* **Exercise description**
Rewrite all the rows below in full, shifting every coordinate in the answers by -71. Leave the pictures out.

★ ★ ★ ★ ★

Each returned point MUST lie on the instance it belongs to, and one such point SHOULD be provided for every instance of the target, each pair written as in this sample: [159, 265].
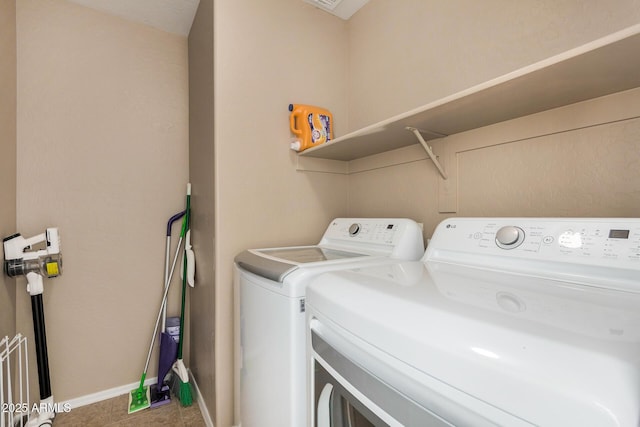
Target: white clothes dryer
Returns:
[271, 286]
[506, 321]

★ ★ ★ ★ ★

* **Problem solution**
Each returned point MUST lie on the instance it belongs to, and one such point SHOULD be provided for every instance of the target, each pair written as in this sample: [159, 265].
Target: white clothes dryer
Returns:
[200, 215]
[435, 250]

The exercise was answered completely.